▶ GIVEN INSTRUCTION:
Copy the material word for word, starting with the line that contains "Mark the mountain reflection" and going on through the end of the material. Leave the pictures out.

▶ INFORMATION PROVIDED:
======

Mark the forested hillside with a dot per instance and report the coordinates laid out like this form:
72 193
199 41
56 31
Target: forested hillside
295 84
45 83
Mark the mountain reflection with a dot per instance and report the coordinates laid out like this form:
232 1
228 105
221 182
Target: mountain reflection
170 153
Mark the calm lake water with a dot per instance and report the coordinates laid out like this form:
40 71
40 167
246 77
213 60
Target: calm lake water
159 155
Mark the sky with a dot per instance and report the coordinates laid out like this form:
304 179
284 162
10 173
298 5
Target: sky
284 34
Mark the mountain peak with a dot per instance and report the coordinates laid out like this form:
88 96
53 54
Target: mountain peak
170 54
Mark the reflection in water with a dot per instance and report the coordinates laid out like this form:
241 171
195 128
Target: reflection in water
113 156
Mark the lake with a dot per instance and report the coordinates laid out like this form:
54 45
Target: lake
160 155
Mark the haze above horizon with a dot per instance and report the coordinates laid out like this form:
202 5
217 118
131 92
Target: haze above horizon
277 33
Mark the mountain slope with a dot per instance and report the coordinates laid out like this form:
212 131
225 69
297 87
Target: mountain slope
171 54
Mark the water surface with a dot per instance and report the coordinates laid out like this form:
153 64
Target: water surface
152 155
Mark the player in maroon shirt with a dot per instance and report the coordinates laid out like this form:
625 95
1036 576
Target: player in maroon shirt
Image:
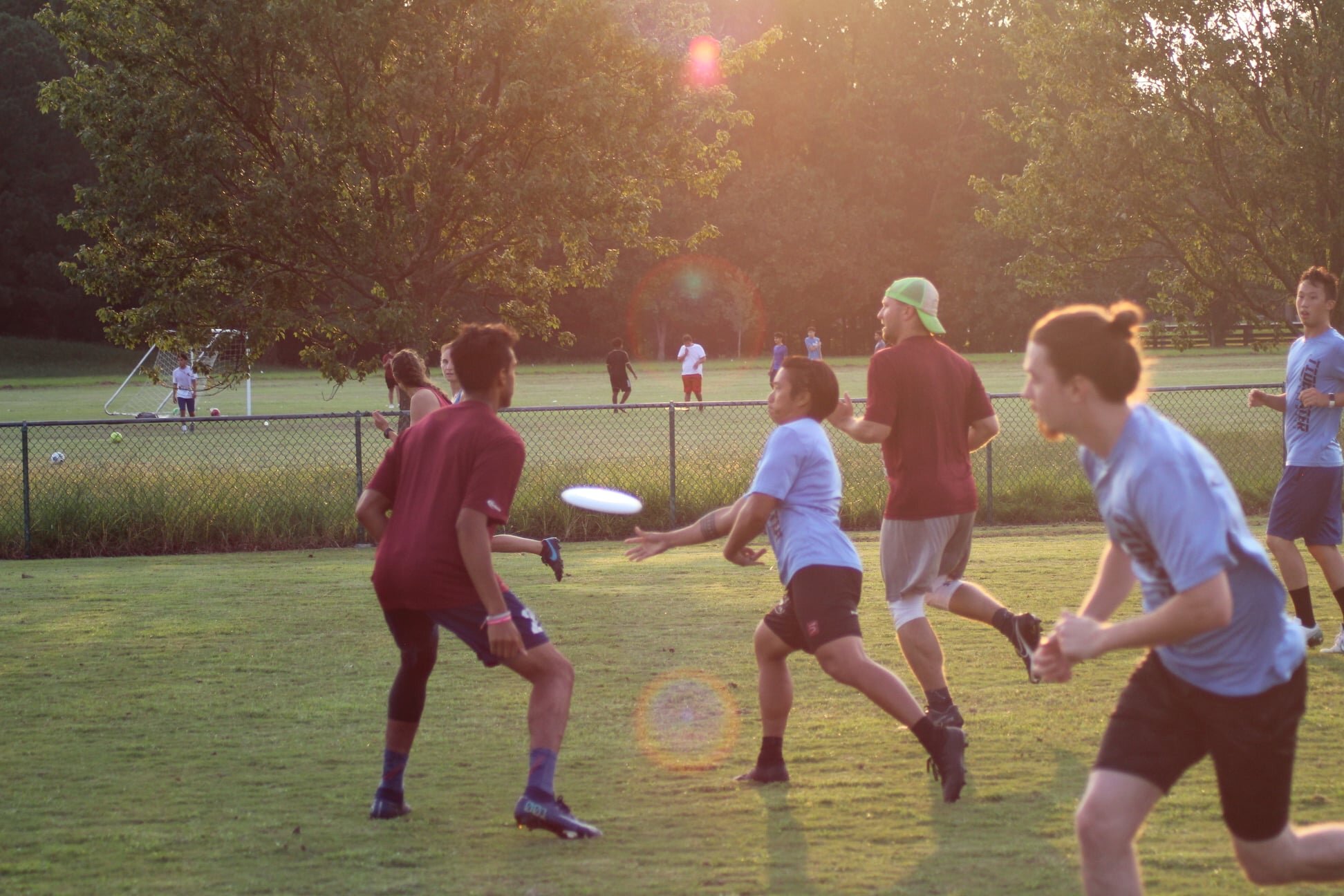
451 480
929 410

======

▶ ANSWER IN FULL:
Mark the mountain reflection with a dot per instance and report the coordinates laid out like this form:
232 1
228 105
221 182
Target: mountain reflection
170 153
Mark the calm lake water with a dot per instance and report the coordinates laid out like this form:
40 71
40 167
246 77
213 60
Target: calm lake water
159 155
Mark the sky with a dot per instance and report the coordinates laid out like this form:
304 179
284 162
10 173
298 5
Target: sky
284 34
Mark the mountain peak with a dot per instance and report the coordinates laid out like this form:
88 96
53 54
Target: mountain peak
170 54
Mark the reflection in water with a dot per instance and report the coordinates laid out like this form:
241 171
195 128
Target: reflection in water
113 156
Mark the lake with a dot per instance and report the coordinates laid out like this form:
54 45
Target: lake
160 155
Mark the haze above horizon with a dot per instance and report the coordinates laid out like this form:
202 5
217 118
131 92
Target: haze above horizon
277 33
Mark the mountain slope with a dot per instance and report the coordinates laid out like this form:
212 131
225 69
297 87
Target: mountain slope
171 54
Mark the water surface with a dot per instance and report the coordinates laid out like this form:
153 64
Target: water surface
152 155
Mark the player in maroon shirt with a dot per instance and report the coordinates laid out like this form:
625 95
1036 576
Target: player in maroon shirt
Image:
451 480
929 410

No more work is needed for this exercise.